> [REQUIRED TASK]: Copy the lines below verbatim, but only from the line containing "the white farmhouse" through the end of the data.

------ DATA TO USE ------

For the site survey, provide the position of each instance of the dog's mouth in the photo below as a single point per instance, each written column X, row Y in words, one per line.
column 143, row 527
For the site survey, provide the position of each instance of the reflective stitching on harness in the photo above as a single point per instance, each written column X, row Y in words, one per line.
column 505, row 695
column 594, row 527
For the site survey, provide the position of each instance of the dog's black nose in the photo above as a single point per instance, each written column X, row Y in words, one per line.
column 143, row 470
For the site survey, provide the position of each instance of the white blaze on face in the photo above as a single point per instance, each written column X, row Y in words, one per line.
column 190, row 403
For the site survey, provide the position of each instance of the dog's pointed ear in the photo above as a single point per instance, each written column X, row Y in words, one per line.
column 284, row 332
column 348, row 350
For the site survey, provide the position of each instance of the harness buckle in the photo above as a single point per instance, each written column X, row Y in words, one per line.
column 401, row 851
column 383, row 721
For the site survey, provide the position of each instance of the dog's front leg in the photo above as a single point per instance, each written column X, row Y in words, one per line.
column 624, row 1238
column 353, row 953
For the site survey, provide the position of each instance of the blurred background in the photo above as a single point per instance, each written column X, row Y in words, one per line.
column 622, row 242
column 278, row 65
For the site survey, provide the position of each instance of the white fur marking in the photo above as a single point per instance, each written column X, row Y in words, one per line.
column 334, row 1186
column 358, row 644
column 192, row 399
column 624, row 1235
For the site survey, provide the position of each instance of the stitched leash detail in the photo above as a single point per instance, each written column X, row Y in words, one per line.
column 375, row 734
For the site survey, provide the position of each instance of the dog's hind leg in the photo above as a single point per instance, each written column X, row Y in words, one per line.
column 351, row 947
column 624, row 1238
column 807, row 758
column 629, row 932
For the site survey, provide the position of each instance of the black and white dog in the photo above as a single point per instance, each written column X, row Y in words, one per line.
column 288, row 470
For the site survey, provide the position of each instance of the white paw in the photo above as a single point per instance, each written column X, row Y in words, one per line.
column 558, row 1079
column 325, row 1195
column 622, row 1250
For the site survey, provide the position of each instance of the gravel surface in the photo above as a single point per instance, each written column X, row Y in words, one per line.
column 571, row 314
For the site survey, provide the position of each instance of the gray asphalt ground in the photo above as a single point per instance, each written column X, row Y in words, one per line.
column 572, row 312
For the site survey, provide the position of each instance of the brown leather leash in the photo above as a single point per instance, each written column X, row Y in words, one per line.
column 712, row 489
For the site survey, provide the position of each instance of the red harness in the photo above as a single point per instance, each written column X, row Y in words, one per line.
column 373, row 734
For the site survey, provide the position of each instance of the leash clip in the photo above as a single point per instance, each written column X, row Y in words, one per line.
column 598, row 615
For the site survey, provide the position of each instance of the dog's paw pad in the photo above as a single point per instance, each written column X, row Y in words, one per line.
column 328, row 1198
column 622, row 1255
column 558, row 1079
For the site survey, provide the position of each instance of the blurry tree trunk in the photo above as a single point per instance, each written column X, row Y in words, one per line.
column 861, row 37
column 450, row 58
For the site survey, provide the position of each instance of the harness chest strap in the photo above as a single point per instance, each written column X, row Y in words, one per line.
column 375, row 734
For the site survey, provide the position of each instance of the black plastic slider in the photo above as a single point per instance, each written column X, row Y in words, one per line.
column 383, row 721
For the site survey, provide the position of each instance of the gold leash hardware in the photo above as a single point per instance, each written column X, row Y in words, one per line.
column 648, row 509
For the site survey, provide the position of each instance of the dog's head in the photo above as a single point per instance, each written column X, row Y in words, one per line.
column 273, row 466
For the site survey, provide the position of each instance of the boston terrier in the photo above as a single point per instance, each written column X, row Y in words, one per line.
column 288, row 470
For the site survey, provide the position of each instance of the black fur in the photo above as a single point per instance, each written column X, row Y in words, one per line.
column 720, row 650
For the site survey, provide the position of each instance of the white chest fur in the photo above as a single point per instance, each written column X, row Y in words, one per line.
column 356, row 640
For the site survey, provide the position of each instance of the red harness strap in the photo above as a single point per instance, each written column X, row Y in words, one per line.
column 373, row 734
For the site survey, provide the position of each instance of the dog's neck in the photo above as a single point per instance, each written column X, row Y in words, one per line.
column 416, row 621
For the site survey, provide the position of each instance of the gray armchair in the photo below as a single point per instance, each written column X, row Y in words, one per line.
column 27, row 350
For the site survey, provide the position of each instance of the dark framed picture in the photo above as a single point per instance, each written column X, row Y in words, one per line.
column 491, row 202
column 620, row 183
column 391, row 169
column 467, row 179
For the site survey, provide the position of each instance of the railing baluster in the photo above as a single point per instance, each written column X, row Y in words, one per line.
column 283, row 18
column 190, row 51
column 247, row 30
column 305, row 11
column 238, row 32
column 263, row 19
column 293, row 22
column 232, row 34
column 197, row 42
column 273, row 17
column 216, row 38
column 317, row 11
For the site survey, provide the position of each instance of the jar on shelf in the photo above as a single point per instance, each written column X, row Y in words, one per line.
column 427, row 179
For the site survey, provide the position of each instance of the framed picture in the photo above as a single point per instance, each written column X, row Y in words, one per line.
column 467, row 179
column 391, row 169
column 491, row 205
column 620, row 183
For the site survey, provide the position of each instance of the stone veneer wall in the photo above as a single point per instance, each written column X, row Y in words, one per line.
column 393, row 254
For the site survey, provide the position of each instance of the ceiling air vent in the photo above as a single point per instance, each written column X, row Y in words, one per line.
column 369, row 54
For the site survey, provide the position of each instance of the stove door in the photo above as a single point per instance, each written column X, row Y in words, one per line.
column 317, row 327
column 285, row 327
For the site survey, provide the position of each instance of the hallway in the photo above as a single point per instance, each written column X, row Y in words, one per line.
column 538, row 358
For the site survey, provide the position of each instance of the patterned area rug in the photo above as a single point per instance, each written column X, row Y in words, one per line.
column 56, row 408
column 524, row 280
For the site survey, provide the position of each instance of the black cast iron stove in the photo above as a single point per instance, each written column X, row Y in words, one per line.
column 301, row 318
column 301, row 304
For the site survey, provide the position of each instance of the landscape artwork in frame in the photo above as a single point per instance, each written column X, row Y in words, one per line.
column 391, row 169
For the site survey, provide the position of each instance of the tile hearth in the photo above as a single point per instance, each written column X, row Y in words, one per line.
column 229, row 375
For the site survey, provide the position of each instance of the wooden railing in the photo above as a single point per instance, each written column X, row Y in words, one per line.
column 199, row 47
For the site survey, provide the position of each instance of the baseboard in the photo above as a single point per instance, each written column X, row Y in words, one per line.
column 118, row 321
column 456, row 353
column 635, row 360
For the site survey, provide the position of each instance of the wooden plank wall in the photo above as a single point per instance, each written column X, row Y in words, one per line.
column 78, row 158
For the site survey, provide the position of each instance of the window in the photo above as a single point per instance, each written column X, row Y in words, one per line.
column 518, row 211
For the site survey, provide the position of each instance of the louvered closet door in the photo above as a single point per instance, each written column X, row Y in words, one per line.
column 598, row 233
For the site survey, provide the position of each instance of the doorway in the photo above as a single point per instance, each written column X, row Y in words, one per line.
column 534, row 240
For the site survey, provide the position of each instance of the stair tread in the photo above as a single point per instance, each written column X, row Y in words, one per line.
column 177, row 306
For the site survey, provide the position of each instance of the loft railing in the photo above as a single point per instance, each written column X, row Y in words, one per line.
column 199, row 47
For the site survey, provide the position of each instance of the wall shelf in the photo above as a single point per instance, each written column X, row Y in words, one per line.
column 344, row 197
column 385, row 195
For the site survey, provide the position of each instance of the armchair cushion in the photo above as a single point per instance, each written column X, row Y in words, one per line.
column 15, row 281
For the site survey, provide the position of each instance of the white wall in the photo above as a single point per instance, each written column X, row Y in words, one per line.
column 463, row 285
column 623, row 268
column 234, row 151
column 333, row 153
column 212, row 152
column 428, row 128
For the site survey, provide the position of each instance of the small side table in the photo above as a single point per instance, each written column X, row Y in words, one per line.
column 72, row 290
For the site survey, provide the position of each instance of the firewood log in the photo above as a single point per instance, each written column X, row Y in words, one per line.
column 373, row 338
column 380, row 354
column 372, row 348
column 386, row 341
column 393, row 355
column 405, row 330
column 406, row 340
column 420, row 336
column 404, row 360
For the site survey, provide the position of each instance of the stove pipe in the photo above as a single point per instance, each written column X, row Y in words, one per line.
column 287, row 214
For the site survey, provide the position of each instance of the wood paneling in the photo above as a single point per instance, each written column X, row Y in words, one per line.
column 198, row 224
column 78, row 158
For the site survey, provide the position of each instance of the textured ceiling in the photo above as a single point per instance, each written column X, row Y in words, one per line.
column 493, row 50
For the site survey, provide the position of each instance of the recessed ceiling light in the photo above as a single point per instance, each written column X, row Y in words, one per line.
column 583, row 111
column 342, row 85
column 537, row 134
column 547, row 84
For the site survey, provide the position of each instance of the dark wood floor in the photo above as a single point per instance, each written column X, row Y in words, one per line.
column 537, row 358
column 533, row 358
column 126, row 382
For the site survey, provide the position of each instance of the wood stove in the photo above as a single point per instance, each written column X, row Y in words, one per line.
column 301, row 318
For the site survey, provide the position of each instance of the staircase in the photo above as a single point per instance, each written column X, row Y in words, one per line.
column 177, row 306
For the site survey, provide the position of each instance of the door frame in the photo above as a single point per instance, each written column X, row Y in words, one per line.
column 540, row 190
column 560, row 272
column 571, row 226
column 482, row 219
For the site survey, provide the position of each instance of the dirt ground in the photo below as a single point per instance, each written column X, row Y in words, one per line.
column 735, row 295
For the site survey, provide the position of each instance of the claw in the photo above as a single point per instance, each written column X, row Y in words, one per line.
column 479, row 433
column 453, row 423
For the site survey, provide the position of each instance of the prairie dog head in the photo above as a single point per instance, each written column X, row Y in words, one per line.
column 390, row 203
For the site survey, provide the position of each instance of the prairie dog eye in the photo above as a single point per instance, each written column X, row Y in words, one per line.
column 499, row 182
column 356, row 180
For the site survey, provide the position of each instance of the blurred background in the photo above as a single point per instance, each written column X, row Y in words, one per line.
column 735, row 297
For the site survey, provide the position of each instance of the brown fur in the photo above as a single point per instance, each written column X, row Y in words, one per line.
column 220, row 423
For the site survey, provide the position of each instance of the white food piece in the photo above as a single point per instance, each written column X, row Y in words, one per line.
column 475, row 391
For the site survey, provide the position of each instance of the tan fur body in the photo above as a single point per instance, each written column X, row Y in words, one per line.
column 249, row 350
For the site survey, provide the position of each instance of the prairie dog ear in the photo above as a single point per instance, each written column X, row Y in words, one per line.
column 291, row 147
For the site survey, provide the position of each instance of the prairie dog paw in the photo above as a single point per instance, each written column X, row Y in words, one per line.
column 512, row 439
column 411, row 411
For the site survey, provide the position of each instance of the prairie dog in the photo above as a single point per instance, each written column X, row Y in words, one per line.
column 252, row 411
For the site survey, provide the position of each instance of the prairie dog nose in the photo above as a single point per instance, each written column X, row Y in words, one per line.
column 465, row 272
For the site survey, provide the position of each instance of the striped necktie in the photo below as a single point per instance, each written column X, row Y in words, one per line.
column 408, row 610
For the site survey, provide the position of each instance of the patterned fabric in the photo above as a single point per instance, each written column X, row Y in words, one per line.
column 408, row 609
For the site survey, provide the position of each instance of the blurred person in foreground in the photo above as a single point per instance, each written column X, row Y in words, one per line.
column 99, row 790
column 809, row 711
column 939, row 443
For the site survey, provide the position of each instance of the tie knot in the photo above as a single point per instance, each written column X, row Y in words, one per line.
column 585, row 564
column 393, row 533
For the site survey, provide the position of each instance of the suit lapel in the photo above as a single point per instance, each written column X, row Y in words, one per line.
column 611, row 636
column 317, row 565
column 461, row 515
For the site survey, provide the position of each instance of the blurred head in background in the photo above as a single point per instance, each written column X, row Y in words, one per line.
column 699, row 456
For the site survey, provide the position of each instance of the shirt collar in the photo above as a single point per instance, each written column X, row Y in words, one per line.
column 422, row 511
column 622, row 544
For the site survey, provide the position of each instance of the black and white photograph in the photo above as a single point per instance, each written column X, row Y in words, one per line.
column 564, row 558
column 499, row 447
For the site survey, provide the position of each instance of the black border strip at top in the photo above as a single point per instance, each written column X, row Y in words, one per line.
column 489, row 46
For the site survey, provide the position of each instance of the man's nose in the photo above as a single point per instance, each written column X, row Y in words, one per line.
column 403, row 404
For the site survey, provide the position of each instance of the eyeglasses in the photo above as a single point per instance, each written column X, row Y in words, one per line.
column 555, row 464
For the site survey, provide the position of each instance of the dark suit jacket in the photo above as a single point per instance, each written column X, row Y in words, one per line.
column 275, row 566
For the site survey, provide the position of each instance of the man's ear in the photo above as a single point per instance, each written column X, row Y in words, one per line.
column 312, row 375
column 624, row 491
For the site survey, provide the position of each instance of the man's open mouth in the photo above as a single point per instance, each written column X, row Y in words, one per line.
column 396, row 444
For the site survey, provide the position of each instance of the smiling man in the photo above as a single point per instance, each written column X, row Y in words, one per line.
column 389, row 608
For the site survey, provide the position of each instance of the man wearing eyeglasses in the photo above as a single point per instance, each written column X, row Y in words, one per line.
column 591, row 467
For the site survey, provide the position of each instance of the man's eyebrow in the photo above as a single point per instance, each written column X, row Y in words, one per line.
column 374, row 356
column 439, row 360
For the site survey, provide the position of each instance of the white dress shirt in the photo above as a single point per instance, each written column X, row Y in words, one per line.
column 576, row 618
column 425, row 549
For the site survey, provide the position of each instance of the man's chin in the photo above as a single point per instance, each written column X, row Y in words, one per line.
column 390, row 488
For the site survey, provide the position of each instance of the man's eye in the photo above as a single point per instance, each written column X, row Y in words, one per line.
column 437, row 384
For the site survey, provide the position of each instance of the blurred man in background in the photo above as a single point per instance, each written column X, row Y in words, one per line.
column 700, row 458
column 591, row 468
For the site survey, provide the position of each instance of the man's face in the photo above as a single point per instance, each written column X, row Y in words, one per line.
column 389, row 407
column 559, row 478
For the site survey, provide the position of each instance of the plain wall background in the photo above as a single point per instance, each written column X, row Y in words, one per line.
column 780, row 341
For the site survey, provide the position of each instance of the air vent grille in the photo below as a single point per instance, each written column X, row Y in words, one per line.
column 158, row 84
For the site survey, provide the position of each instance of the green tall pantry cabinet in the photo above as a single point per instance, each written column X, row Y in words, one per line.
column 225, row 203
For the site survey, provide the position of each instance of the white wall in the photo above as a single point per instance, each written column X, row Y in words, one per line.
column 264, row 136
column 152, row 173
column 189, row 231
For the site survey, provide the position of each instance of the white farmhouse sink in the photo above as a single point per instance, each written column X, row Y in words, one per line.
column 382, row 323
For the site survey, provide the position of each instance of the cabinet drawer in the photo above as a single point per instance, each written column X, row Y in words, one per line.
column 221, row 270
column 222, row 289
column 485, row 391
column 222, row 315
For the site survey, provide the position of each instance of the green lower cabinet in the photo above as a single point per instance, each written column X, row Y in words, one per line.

------

> [EXERCISE RESPONSE]:
For the site survey, provide the position of each instance of the white farmhouse sink in the photo above as a single point per instance, each written column X, row Y in words, one per line.
column 382, row 323
For the site survey, provide the position of each instance of the cabinet drawer in the photo above as a single point per instance, each written column X, row Y in words, one per line.
column 221, row 270
column 222, row 289
column 485, row 391
column 222, row 315
For the site survey, provide the position of each instance of the green lower cabinet in the photo above as a single point per instance, each written column X, row Y in words, one per line.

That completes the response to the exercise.